-- start Given data --
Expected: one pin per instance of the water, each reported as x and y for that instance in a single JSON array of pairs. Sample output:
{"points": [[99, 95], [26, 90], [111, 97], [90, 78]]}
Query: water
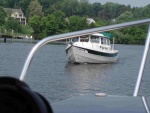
{"points": [[51, 75]]}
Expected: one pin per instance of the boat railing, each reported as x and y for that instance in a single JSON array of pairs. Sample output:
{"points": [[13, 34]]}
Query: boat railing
{"points": [[88, 32]]}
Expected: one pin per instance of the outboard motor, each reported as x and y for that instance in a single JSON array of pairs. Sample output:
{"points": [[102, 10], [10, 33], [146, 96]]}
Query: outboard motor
{"points": [[17, 97]]}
-- end Given data --
What the task asks
Copy the rows above word for word, from the line containing "Expected: one pin per instance of the outboard" through the end of the rows.

In response
Expected: one pin per instance of the outboard motor, each reported as x and y for that instance in a single JSON array of pairs. Sample output:
{"points": [[102, 10], [10, 33], [146, 96]]}
Query: outboard motor
{"points": [[17, 97]]}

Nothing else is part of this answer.